● **Records supplied**
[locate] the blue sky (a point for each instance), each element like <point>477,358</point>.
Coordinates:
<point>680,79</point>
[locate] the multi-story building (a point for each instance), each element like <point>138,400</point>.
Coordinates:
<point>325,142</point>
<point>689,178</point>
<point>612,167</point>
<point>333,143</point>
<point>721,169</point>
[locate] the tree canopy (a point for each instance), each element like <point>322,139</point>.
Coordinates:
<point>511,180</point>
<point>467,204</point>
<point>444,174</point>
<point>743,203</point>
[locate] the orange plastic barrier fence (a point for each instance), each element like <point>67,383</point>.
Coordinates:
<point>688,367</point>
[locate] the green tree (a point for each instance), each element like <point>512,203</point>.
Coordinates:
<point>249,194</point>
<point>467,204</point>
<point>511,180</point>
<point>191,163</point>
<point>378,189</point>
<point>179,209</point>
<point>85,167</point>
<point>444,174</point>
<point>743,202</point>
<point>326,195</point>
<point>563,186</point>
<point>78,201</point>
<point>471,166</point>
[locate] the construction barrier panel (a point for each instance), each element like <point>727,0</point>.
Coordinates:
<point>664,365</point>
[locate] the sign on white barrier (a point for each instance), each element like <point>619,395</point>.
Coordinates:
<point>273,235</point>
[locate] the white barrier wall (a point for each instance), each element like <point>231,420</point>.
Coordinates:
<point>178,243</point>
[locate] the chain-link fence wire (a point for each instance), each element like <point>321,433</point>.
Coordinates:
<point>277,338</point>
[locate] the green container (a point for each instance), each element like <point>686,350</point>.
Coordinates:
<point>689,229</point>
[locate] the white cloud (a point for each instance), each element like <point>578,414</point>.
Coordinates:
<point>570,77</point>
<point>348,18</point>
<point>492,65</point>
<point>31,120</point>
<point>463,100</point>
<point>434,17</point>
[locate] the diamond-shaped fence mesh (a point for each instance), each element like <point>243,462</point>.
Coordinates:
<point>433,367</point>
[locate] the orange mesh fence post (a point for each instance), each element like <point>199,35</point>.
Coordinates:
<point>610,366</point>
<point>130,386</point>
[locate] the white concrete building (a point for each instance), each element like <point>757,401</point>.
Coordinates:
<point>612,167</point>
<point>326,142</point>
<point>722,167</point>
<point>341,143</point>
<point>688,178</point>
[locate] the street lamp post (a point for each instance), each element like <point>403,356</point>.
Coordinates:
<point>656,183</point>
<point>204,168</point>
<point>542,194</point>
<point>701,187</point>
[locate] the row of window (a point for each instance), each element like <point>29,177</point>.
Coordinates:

● **Assigned task**
Within the records, count the lines that include the word "orange". Answer with the number only.

● **Response**
2